Items from a dataset
--- START ---
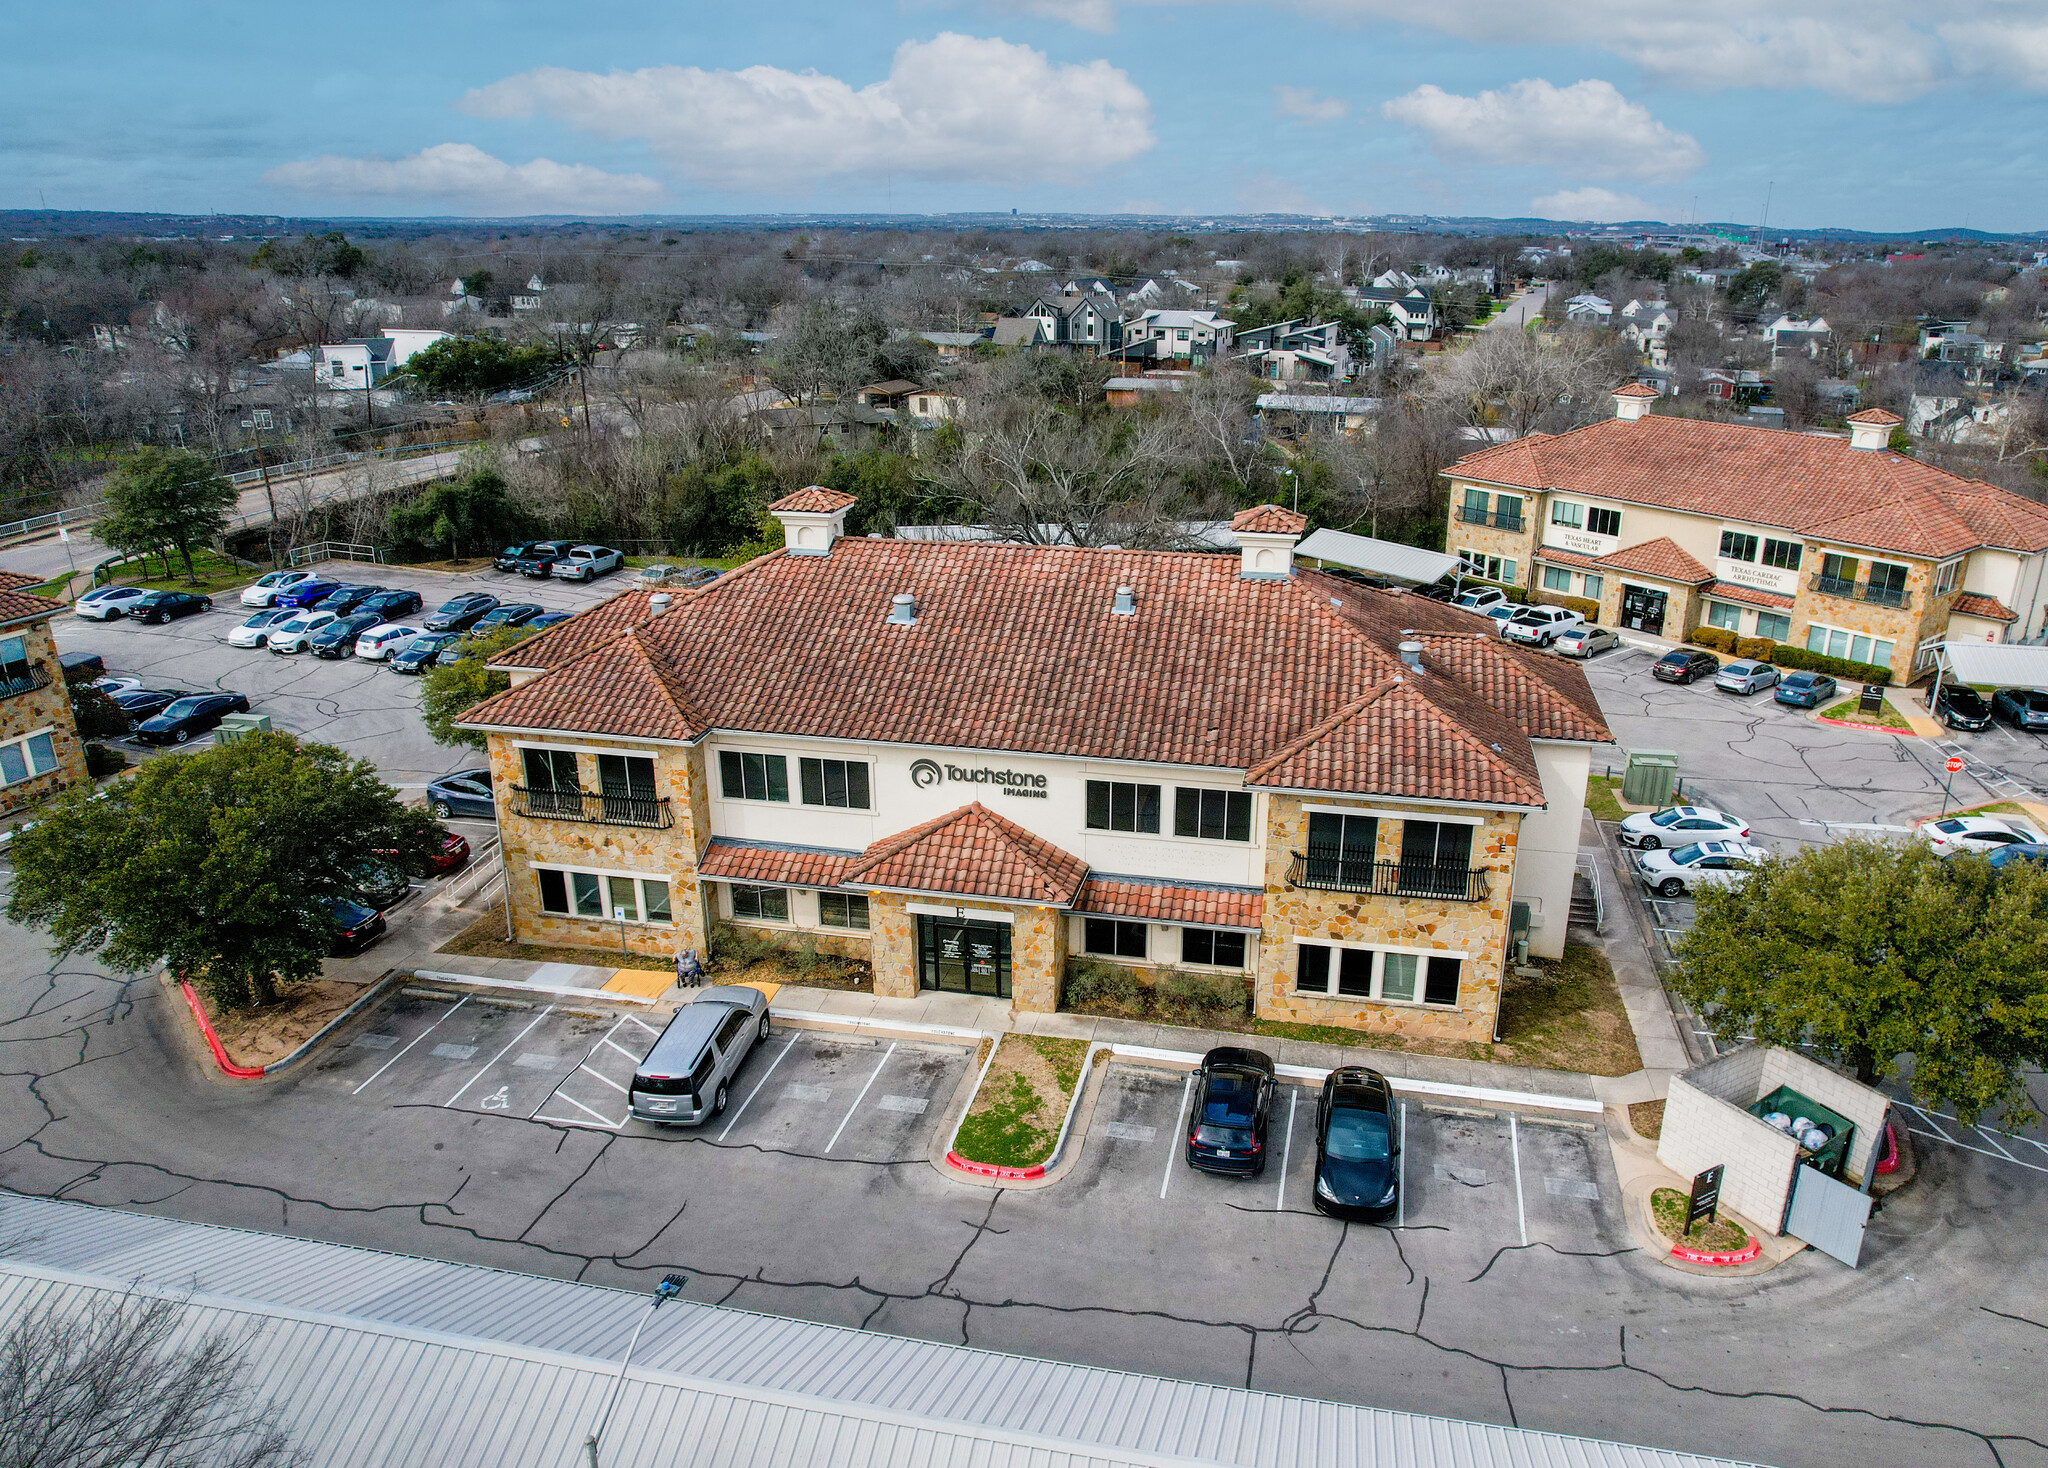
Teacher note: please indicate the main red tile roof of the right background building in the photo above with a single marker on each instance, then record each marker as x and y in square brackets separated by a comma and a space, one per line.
[1766, 476]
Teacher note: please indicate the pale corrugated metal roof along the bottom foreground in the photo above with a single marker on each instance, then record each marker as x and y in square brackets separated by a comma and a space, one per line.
[380, 1358]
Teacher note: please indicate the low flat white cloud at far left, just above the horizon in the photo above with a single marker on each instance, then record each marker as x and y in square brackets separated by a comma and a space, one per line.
[466, 177]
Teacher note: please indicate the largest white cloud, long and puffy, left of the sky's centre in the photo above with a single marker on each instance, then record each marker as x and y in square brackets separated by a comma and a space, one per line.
[951, 107]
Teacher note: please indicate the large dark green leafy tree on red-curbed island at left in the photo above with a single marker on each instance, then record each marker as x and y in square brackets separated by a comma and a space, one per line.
[222, 863]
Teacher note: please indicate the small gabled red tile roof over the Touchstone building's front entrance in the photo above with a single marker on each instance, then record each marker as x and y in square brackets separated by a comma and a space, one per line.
[972, 853]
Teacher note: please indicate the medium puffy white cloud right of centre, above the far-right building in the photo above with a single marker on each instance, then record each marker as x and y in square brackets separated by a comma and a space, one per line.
[1584, 128]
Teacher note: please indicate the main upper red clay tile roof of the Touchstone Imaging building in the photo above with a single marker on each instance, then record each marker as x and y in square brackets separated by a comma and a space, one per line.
[1017, 650]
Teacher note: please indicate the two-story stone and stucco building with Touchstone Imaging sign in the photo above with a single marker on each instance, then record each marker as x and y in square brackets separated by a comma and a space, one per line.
[968, 763]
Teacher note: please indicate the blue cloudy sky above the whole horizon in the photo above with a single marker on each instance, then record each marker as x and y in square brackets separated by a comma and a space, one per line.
[1865, 114]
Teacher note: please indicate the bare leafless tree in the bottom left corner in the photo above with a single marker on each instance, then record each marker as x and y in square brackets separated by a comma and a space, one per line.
[126, 1383]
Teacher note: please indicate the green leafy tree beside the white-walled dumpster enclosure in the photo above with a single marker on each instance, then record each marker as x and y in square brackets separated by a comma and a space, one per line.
[1873, 951]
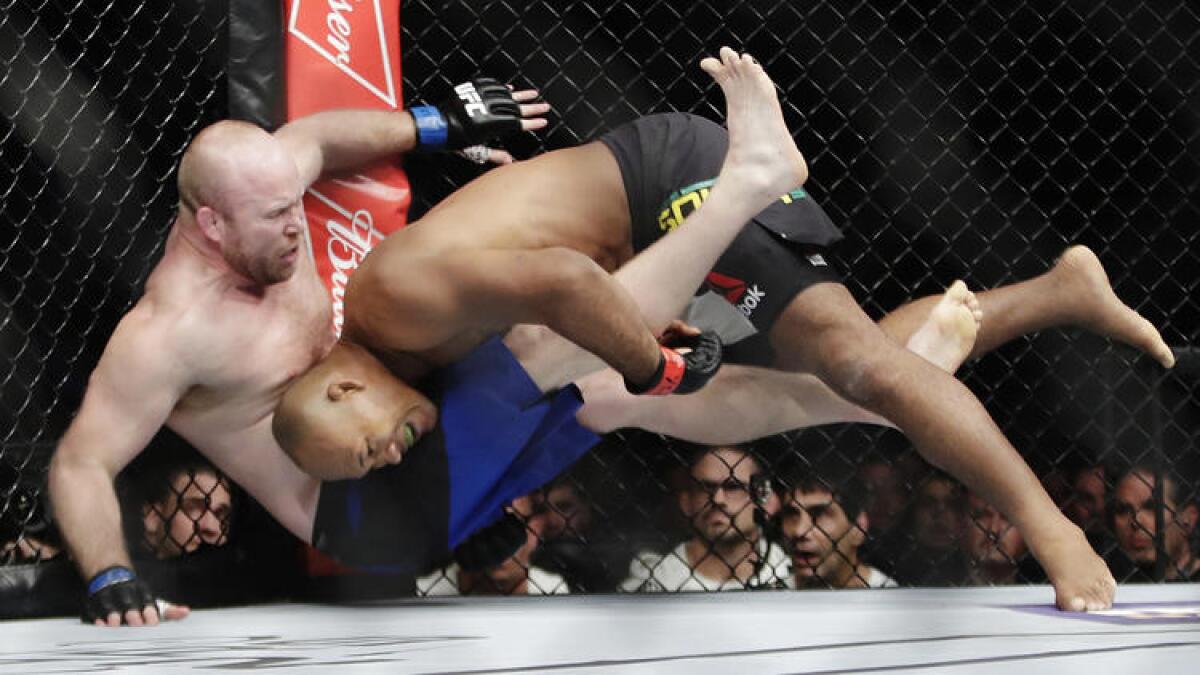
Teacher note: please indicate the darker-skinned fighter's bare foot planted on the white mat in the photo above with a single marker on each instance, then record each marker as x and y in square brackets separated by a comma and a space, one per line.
[1082, 581]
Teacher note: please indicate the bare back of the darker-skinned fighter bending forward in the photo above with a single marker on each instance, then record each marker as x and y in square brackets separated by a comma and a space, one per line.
[567, 200]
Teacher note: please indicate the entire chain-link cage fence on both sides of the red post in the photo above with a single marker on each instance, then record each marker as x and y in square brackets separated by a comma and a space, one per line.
[949, 140]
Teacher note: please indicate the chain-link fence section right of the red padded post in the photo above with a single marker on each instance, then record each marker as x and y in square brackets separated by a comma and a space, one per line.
[951, 141]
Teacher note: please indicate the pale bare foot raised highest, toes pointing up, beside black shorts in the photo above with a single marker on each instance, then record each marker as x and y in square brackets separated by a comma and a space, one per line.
--- END ---
:: Task instructions ::
Skipping the pictures, transcribe each line above exactly as it appears.

:: Task answer ::
Teacher note: please indicate the main red tile roof of the right background building in the photo above with a single marker on each instance, then record each marker as x and y in square brackets separated by a comma and a space, one per line.
[1766, 476]
Teacher note: please indicate the pale corrugated metal roof along the bottom foreground in the photo above with a single marker on each instance, then record each marker as x and y in square brackets separated by a comma and a space, one per line.
[380, 1358]
Teacher note: please indicate the low flat white cloud at far left, just above the horizon in the photo above with a single marker on each instance, then record each marker as x and y in square brackets separated by a comma and a space, one per line.
[466, 177]
Teacher note: please indicate the largest white cloud, long and puffy, left of the sky's centre in the photo above with a single marker on each instance, then record each marker as x and y in square brackets separated by a comma and a space, one per line.
[951, 107]
Teacher note: please indicate the large dark green leafy tree on red-curbed island at left in the photo above with a single marker on each instance, then record each marker as x and y in square brackets separated by a comma and a space, one per line.
[222, 863]
Teacher note: please indicate the small gabled red tile roof over the Touchstone building's front entrance in the photo above with a single marker on each instance, then record each marker as x and y in square brackets separated by a comma and a space, one per line.
[972, 853]
Teacher note: please indicate the medium puffy white cloud right of centre, above the far-right building in the photo above with a single marker on each instance, then record each marker as x and y in square brackets separated by a comma and a space, one per line.
[1584, 128]
Teacher note: please indicate the main upper red clay tile roof of the Touchstone Imaging building in the photo above with a single marker on each instance, then record each marker as x and y in square brackets separated by a comma and a space, one per line.
[1017, 650]
Teacher note: please indicate the two-story stone and stucco building with Touchstone Imaging sign in the photo above with a single marker on each instance, then record each marker as x and y in square brackets separated by a comma and a space, one per line.
[968, 763]
Teacher note: please indicate the blue cloudy sky above the whole horizon in the photo above with a single marker on each instance, then record each marker as x and y in square brackets separated by a comma and a space, one per line.
[1865, 114]
Teacher note: please indicate the bare leafless tree in the bottom left corner in the photo above with a single marker on each instance, then record each marker as x and y in square brackets separated by a comma and a space, one per line.
[126, 1383]
Teacher note: please indicate the green leafy tree beside the white-walled dumpster enclosure in the photo above with a single marker on each instance, then record each marker as x and y in square brackets separated by a comma and a space, one per line.
[1873, 951]
Teacher note: please indicate the darker-skinned fighter's bare foot planted on the white mat in the photo above with a single marker on each instance, then record each marker as x and y in square brackets separated by a comma and a space, one per line.
[1082, 581]
Teacher note: please indicate the bare back of the darker-skinned fighter bending forward in the photo above with a single marker on each instance, then record each marker as x and y in square brackets separated by a comma and a space, one per line.
[567, 200]
Teacher note: please indicate the entire chain-link cage fence on both sides of the red post in the photo above with a single marker on each instance, then record each marker as x and y in square brackets separated by a comma and a space, one per line.
[949, 140]
Teacher note: please indicate the chain-link fence section right of the red padded post in the photo above with a single marker on each instance, then record each marker as x and y in square brackets separated by a comma and a space, one per line.
[951, 141]
Teacher note: please indicate the pale bare foot raised highest, toes pointing up, beside black shorts in the photo above with a single marker on each instance, then record each marker as x and y in square brackets separated by a comma and a space, one per line.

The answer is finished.